== What this exercise asks ==
(a) Answer these questions from the bill summary:
(i) How long after enactment must mink farming cease completely?
(ii) Which agency administers the payment program for farm owners?
(iii) What is the dollar amount of the federal compensation package?
(b) Copy out the part of the bill summary starting with "This bill mandates" and going on through "standard PAYGO scorecards.".
(c) Decide whether each statement agrees with the bill summary. Answer yes or no, and quote the words that decide it.
(i) Compensation for farm owners depends on a permanent easement that bars future fur farming on the land.
(ii) The bill calls for a gradual phase-out of mink farming.
(iii) The budgetary effects of the bill are recorded on standard PAYGO scorecards.

This bill mandates the phase-out of mink farming, requires humane termination of existing mink populations, and establishes a federal payment program to compensate affected farm owners.
Adriano Espaillat
Representative
NY-13
The Mink VIRUS Act mandates the complete cessation of mink farming one year after enactment and establishes strict federal standards for the humane termination of any remaining mink. It creates a payment program administered by the USDA to compensate farm owners for compliance costs and asset value, contingent upon a permanent easement preventing future fur farming on the land. The Act also specifies penalties for non-compliance with termination rules and exempts its budgetary effects from standard PAYGO scorecards.
The aptly named Mink VIRUS Act is a comprehensive federal plan to completely shut down the mink farming industry in the U.S. within one year. It's not a slow phase-out; it’s a hard stop backed by serious financial penalties. The bill’s core purpose is to eliminate mink farming operations, which are viewed as a potential vector for infectious disease, and it provides a $100 million federal compensation package to make the transition happen.

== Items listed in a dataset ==
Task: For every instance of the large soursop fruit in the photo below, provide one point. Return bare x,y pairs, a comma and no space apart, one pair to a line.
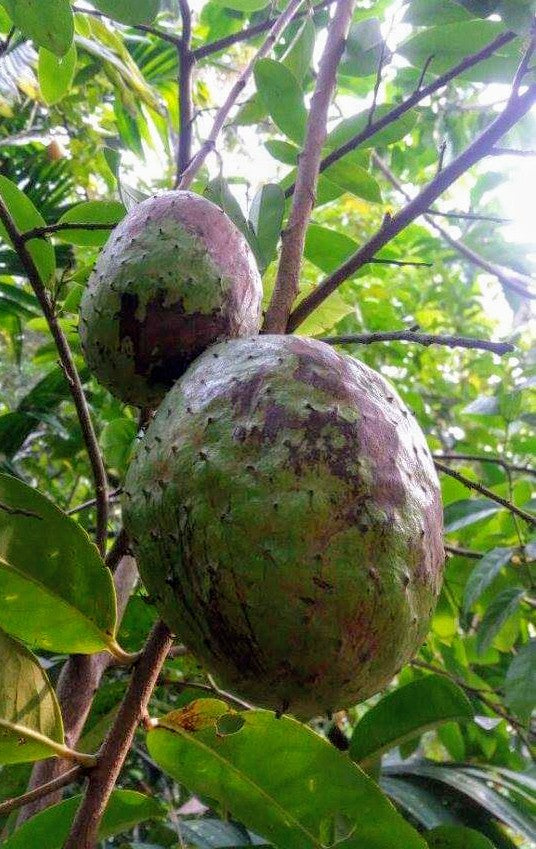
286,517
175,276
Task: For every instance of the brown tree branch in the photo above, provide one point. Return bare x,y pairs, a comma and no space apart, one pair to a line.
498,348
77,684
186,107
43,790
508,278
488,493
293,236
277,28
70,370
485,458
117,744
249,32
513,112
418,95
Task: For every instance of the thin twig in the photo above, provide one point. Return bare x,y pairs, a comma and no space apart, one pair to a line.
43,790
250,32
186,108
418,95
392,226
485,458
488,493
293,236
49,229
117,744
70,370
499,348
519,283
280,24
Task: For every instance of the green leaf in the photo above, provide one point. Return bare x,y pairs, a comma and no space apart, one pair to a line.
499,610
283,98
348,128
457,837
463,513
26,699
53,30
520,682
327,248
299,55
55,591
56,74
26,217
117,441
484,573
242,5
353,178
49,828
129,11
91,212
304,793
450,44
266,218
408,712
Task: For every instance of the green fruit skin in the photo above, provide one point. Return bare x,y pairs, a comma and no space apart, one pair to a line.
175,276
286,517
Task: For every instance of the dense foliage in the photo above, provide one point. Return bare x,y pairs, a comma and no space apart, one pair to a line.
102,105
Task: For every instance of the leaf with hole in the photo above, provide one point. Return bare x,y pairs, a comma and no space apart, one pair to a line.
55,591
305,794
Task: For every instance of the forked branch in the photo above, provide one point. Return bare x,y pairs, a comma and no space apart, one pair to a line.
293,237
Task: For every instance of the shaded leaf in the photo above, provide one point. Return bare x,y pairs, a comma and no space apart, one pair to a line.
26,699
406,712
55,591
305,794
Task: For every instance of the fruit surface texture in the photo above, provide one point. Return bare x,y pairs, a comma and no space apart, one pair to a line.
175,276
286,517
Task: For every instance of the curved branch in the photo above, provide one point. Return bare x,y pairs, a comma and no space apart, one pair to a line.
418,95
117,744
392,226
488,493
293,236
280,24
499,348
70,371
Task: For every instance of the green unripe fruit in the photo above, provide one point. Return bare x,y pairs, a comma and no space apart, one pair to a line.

---

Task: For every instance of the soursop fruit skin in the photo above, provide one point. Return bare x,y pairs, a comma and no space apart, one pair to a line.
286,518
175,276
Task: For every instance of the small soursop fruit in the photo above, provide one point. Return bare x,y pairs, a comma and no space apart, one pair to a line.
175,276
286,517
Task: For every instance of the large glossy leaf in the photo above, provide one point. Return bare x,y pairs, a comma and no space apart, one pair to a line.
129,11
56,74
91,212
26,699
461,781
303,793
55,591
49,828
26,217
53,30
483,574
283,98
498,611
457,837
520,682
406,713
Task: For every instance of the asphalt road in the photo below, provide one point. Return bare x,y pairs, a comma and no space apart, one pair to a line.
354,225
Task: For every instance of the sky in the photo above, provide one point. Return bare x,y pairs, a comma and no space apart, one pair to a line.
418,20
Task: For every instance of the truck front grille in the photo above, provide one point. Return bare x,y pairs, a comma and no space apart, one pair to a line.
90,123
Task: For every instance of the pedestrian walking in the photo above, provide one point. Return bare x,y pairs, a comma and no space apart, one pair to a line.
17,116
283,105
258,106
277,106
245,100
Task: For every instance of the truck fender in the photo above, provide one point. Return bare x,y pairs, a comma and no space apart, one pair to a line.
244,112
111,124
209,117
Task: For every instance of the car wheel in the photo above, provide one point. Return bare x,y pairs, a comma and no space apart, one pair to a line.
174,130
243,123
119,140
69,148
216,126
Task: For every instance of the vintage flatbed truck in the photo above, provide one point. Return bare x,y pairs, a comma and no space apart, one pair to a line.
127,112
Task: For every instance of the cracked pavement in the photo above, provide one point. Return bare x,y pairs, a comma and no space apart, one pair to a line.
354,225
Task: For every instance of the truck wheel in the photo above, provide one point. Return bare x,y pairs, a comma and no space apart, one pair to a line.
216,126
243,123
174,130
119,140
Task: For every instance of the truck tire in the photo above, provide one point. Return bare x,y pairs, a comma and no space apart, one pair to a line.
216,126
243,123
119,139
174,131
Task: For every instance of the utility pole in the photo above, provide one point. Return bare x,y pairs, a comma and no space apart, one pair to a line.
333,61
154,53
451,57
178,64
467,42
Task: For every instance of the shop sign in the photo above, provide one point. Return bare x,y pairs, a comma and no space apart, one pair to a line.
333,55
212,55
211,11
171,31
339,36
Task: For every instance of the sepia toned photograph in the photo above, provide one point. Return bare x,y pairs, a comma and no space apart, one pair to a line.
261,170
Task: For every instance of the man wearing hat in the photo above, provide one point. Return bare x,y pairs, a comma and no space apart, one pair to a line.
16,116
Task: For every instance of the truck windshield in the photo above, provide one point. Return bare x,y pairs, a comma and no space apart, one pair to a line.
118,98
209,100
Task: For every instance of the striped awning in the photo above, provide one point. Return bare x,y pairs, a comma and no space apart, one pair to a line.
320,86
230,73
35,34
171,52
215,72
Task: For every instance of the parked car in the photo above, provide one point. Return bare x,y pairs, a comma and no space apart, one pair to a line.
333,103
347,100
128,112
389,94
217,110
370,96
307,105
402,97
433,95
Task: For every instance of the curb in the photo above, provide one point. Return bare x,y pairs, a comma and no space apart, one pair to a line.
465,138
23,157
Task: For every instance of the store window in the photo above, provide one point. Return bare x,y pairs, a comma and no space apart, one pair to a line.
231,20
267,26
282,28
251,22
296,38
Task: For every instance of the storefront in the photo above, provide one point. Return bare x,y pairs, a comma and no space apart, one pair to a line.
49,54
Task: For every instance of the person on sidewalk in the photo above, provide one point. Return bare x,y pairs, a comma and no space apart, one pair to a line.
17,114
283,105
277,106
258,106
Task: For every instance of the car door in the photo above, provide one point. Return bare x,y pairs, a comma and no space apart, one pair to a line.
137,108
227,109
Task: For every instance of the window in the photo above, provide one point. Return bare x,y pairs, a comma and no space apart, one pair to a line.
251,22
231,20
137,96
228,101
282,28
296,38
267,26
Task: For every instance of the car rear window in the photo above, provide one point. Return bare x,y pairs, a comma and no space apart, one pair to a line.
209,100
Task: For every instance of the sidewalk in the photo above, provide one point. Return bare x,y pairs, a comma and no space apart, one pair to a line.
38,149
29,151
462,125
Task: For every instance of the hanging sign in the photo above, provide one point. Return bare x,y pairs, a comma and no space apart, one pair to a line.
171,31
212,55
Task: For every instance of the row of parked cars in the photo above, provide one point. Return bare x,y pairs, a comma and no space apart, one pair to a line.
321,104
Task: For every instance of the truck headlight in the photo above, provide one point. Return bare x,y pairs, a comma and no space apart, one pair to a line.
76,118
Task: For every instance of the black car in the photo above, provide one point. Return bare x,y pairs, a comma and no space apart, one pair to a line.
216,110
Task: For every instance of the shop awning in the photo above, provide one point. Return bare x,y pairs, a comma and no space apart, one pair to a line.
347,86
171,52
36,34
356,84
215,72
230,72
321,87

== Responses in order ==
(a)
(i) One year after enactment.
(ii) The USDA.
(iii) $100 million.

(b)
This bill mandates the phase-out of mink farming, requires humane termination of existing mink populations, and establishes a federal payment program to compensate affected farm owners.
Adriano Espaillat
Representative
NY-13
The Mink VIRUS Act mandates the complete cessation of mink farming one year after enactment and establishes strict federal standards for the humane termination of any remaining mink. It creates a payment program administered by the USDA to compensate farm owners for compliance costs and asset value, contingent upon a permanent easement preventing future fur farming on the land. The Act also specifies penalties for non-compliance with termination rules and exempts its budgetary effects from standard PAYGO scorecards.

(c)
(i) Yes: "contingent upon a permanent easement preventing future fur farming on the land"
(ii) No: "It's not a slow phase-out; it’s a hard stop backed by serious financial penalties"
(iii) No: "exempts its budgetary effects from standard PAYGO scorecards"